• _SELECTED TEXT_:
━━━━━━━━━━━━━━━━━━━━
# I'm beginning to second guess the breed...



## Gladius270 (Jan 11, 2010)

When I got my pup, I was told her parents were both Australian Shepherds. The father had died in an accident on the farm, where he was a working dog, so I never saw him. The mother was definitely an Aussie. However, the way my dog is developing is beginning to make me think the dad could be an ACD. Here are some pics. Her fur is definitely Aussie. The ears and the squatty build thus far are what is pushing me toward thinking this. Or maybe I am just crazy. Would appreciate some input from the aussie folks. (This means you Keechak) lol.

This pic is around 4 months. Ears are quite aussie like.









Front standing pic (6mo)









But most of the time her ears are like this or are high prick. I understand that Aussie ears aren't supposed to do this. (6mo)


----------



## CandJHarris (Apr 29, 2010)

You're right about the ears...they are definitely not Aussie but that's the only thing that looks off to me. As far as his build, it's possible that at his age that he's just going through an awkward phases.


----------



## CandJHarris (Apr 29, 2010)

When I saw your pup he reminded me a lot of an Aussie my sister had years ago:


----------



## Gladius270 (Jan 11, 2010)
━━━━━━━━━━━━━━━━━━━━
• _ITEMS_:
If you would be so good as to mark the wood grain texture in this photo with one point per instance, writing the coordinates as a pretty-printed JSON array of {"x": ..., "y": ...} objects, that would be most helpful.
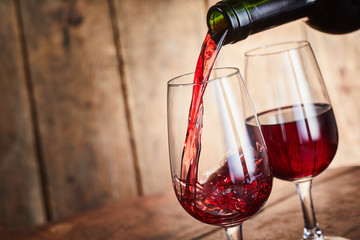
[
  {"x": 82, "y": 123},
  {"x": 161, "y": 217},
  {"x": 21, "y": 203},
  {"x": 159, "y": 40},
  {"x": 339, "y": 60}
]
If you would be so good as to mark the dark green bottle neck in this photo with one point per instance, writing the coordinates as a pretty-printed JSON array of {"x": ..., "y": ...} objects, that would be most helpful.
[{"x": 245, "y": 17}]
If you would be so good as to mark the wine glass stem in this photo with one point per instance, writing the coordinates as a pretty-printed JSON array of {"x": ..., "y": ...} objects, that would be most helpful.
[
  {"x": 311, "y": 228},
  {"x": 234, "y": 233}
]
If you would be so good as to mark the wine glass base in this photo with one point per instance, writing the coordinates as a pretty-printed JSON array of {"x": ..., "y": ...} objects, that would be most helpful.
[
  {"x": 330, "y": 238},
  {"x": 335, "y": 238}
]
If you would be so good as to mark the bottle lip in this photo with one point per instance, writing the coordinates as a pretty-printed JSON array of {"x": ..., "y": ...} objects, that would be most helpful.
[
  {"x": 277, "y": 48},
  {"x": 238, "y": 22}
]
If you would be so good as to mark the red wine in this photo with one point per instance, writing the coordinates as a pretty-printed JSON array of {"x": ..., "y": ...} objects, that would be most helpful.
[
  {"x": 192, "y": 146},
  {"x": 225, "y": 201},
  {"x": 243, "y": 17},
  {"x": 302, "y": 140}
]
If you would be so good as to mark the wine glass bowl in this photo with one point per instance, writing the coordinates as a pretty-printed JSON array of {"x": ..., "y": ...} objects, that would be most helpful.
[
  {"x": 226, "y": 179},
  {"x": 296, "y": 117}
]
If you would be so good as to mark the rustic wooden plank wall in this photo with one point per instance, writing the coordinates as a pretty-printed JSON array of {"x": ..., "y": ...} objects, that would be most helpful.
[
  {"x": 21, "y": 197},
  {"x": 83, "y": 97}
]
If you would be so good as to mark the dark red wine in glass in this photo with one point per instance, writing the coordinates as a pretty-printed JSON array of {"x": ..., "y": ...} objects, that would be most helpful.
[
  {"x": 221, "y": 199},
  {"x": 300, "y": 144}
]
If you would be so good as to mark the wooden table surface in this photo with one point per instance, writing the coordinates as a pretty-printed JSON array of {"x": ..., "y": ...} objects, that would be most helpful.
[{"x": 335, "y": 192}]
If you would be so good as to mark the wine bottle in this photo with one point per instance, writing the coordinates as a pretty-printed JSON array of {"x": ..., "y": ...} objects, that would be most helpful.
[{"x": 245, "y": 17}]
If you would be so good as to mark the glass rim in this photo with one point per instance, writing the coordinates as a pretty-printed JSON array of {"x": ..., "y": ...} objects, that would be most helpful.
[
  {"x": 171, "y": 83},
  {"x": 266, "y": 50}
]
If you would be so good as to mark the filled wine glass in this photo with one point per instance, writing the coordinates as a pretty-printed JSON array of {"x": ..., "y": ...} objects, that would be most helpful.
[
  {"x": 219, "y": 166},
  {"x": 296, "y": 118}
]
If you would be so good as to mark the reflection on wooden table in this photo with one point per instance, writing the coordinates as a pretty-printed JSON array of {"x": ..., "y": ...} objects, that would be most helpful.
[{"x": 336, "y": 195}]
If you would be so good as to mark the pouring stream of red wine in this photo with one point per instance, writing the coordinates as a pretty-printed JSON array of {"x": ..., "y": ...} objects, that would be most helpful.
[{"x": 191, "y": 152}]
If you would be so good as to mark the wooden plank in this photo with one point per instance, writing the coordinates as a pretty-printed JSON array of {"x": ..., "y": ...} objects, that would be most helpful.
[
  {"x": 159, "y": 40},
  {"x": 161, "y": 217},
  {"x": 21, "y": 202},
  {"x": 233, "y": 54},
  {"x": 339, "y": 60},
  {"x": 82, "y": 121}
]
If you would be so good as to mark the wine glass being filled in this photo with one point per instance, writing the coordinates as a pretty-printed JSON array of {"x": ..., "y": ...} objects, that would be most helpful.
[
  {"x": 219, "y": 166},
  {"x": 296, "y": 118}
]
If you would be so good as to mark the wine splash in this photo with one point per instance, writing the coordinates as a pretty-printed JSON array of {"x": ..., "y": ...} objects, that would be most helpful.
[{"x": 192, "y": 146}]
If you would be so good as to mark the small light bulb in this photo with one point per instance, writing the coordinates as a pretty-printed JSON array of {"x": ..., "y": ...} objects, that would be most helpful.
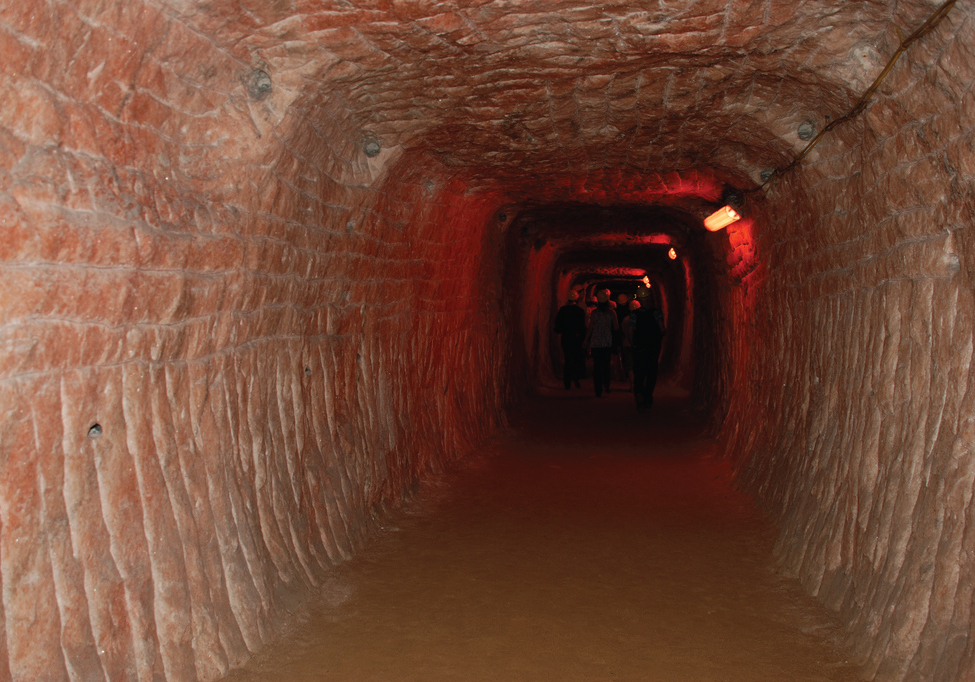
[{"x": 723, "y": 217}]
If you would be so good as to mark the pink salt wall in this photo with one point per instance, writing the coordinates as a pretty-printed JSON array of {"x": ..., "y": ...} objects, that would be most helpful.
[
  {"x": 860, "y": 355},
  {"x": 267, "y": 323}
]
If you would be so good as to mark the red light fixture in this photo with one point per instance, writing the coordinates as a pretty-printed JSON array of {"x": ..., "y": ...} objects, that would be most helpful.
[{"x": 721, "y": 218}]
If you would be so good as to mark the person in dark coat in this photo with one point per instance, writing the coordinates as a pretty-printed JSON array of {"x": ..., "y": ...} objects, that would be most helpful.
[
  {"x": 570, "y": 324},
  {"x": 647, "y": 324},
  {"x": 599, "y": 339}
]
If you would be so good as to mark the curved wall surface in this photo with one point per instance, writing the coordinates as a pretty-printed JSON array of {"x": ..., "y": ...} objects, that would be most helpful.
[{"x": 261, "y": 270}]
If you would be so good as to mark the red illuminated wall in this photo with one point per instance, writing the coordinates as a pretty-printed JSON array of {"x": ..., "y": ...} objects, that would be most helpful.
[{"x": 261, "y": 247}]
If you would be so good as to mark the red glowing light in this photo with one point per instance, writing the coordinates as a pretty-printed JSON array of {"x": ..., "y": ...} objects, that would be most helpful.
[{"x": 723, "y": 217}]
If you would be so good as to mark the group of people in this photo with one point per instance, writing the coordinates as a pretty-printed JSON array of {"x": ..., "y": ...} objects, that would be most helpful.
[{"x": 632, "y": 329}]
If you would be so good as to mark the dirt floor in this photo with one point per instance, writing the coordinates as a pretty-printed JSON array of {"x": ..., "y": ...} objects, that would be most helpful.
[{"x": 589, "y": 542}]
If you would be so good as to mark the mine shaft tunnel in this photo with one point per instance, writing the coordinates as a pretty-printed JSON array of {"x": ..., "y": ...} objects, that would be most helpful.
[{"x": 265, "y": 265}]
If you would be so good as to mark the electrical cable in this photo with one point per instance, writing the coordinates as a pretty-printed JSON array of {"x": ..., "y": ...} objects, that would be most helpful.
[{"x": 932, "y": 21}]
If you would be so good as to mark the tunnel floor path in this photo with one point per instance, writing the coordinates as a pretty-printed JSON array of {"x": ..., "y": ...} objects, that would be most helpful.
[{"x": 587, "y": 542}]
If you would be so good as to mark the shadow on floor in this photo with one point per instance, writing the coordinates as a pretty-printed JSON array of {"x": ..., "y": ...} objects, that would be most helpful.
[{"x": 588, "y": 542}]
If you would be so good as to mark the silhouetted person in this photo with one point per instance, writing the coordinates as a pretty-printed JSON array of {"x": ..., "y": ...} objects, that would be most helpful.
[
  {"x": 599, "y": 339},
  {"x": 647, "y": 324},
  {"x": 626, "y": 351},
  {"x": 570, "y": 324}
]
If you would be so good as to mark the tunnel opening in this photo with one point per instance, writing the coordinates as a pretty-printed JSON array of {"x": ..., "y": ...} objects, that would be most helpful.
[{"x": 555, "y": 249}]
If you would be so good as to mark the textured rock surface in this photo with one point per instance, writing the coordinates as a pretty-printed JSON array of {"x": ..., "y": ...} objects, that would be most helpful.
[{"x": 260, "y": 245}]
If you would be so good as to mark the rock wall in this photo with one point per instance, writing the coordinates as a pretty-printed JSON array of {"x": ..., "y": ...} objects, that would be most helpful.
[
  {"x": 862, "y": 445},
  {"x": 229, "y": 337},
  {"x": 255, "y": 281}
]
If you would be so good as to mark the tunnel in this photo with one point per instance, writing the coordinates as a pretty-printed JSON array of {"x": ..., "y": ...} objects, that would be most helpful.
[{"x": 268, "y": 266}]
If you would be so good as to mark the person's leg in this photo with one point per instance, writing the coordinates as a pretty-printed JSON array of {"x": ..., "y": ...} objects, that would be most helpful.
[
  {"x": 600, "y": 365},
  {"x": 568, "y": 365},
  {"x": 640, "y": 368},
  {"x": 580, "y": 366},
  {"x": 653, "y": 362}
]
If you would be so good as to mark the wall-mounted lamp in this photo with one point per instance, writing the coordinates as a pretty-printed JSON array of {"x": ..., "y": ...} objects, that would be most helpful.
[{"x": 721, "y": 218}]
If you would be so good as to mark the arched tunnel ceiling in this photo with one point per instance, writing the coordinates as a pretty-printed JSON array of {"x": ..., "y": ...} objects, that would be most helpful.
[{"x": 515, "y": 90}]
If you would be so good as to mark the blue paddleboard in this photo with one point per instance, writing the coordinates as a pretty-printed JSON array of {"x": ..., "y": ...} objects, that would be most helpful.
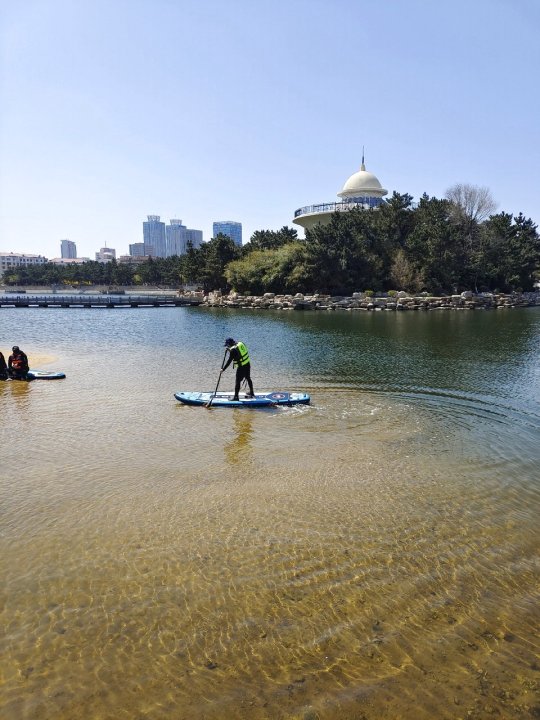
[
  {"x": 225, "y": 399},
  {"x": 44, "y": 375}
]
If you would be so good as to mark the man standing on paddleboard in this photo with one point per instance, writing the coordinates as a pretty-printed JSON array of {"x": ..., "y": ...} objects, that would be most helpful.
[{"x": 238, "y": 354}]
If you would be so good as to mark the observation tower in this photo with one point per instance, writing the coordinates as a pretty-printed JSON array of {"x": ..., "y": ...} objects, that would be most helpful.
[{"x": 361, "y": 190}]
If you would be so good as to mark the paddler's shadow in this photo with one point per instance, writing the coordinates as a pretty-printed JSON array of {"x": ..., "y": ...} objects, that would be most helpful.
[{"x": 238, "y": 449}]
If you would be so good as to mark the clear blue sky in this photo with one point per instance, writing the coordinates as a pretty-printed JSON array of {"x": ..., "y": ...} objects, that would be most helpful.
[{"x": 112, "y": 110}]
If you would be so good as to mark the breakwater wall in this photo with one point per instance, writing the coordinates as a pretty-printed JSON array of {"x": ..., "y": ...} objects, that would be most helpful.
[{"x": 397, "y": 302}]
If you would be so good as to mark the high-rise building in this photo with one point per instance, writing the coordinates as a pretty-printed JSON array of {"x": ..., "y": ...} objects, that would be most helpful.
[
  {"x": 141, "y": 250},
  {"x": 106, "y": 255},
  {"x": 230, "y": 228},
  {"x": 176, "y": 238},
  {"x": 194, "y": 237},
  {"x": 68, "y": 249},
  {"x": 154, "y": 236}
]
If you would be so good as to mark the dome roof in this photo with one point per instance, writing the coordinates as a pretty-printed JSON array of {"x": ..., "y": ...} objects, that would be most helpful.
[{"x": 362, "y": 184}]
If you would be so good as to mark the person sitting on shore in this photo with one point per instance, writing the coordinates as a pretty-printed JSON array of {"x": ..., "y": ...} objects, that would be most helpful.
[
  {"x": 238, "y": 354},
  {"x": 3, "y": 367},
  {"x": 18, "y": 364}
]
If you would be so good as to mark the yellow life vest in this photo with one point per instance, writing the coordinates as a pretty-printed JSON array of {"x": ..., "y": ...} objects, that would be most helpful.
[{"x": 244, "y": 355}]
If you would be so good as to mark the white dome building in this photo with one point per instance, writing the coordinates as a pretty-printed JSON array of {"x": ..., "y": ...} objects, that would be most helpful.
[{"x": 362, "y": 190}]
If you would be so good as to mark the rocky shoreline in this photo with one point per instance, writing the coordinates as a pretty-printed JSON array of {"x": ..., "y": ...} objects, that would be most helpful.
[{"x": 399, "y": 301}]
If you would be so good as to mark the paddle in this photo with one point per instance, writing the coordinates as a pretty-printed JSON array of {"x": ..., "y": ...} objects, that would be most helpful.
[{"x": 217, "y": 384}]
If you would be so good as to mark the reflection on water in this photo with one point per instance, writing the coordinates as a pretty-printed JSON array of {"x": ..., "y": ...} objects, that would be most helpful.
[
  {"x": 371, "y": 555},
  {"x": 237, "y": 449}
]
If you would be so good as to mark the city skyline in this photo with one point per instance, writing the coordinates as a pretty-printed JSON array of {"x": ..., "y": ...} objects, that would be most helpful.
[{"x": 431, "y": 90}]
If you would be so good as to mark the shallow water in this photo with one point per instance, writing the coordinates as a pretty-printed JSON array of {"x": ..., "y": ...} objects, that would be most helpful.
[{"x": 373, "y": 555}]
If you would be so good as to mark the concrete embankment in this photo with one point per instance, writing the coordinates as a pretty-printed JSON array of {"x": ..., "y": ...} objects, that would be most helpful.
[{"x": 400, "y": 301}]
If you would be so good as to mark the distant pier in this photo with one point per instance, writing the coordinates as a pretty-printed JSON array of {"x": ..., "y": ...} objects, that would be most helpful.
[{"x": 97, "y": 301}]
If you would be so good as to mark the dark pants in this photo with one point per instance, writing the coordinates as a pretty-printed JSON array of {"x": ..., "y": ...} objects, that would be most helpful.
[
  {"x": 18, "y": 374},
  {"x": 243, "y": 372}
]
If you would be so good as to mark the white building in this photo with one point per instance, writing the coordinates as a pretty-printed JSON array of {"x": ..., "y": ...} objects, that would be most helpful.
[
  {"x": 68, "y": 249},
  {"x": 361, "y": 190},
  {"x": 105, "y": 255},
  {"x": 12, "y": 261},
  {"x": 69, "y": 261},
  {"x": 175, "y": 236}
]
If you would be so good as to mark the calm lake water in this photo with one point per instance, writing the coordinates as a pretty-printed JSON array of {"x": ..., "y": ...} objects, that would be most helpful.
[{"x": 373, "y": 555}]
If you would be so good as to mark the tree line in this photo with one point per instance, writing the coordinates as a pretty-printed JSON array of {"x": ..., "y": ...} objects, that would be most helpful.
[{"x": 436, "y": 245}]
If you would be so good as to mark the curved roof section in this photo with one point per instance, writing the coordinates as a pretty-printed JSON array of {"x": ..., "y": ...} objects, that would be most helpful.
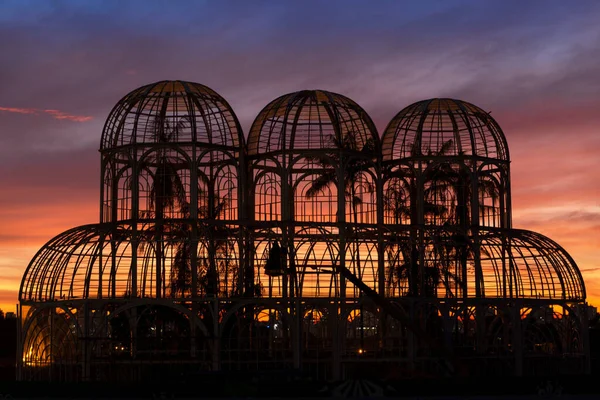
[
  {"x": 534, "y": 267},
  {"x": 443, "y": 127},
  {"x": 310, "y": 120},
  {"x": 172, "y": 112},
  {"x": 95, "y": 261}
]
━━━━━━━━━━━━━━━━━━━━
• _COMPLETE THE FOLLOWING_:
A – Rewrite the forum thread from "# I'm beginning" down to "quite aussie like.", with "ACD" changed to "Australian Cattle Dog".
B – Scale up the rows from the line that contains "If you would be so good as to mark the calm" down to the end of the rows, both ends included. Write out only those lines again, requests included, with every coordinate in the answers multiplied by 1.45 and rounded to a whole number (halves go up), and leave the pictures out.

• _FINAL RESULTS_:
A –
# I'm beginning to second guess the breed...



## Gladius270 (Jan 11, 2010)

When I got my pup, I was told her parents were both Australian Shepherds. The father had died in an accident on the farm, where he was a working dog, so I never saw him. The mother was definitely an Aussie. However, the way my dog is developing is beginning to make me think the dad could be an Australian Cattle Dog. Here are some pics. Her fur is definitely Aussie. The ears and the squatty build thus far are what is pushing me toward thinking this. Or maybe I am just crazy. Would appreciate some input from the aussie folks. (This means you Keechak) lol.

This pic is around 4 months. Ears are quite aussie like.

B –
If you would be so good as to mark the calm lake water in this photo with one point per instance, writing the coordinates as a pretty-printed JSON array of {"x": ..., "y": ...} objects, that would be most helpful.
[{"x": 541, "y": 805}]
If you would be so good as to mark the tree line in this photo with one point per instance, writing the coordinates as a pretty-printed JSON array of {"x": ..., "y": ...} objects, that would be most helpful.
[{"x": 632, "y": 355}]
If you would be so good as to mark the curved roof section in this photo with one point per instance, writing the coordinates as a pretty-printed JSON array of {"x": ..., "y": ...} objects, that would be most helpful.
[
  {"x": 774, "y": 387},
  {"x": 642, "y": 184},
  {"x": 450, "y": 174},
  {"x": 249, "y": 162},
  {"x": 138, "y": 378}
]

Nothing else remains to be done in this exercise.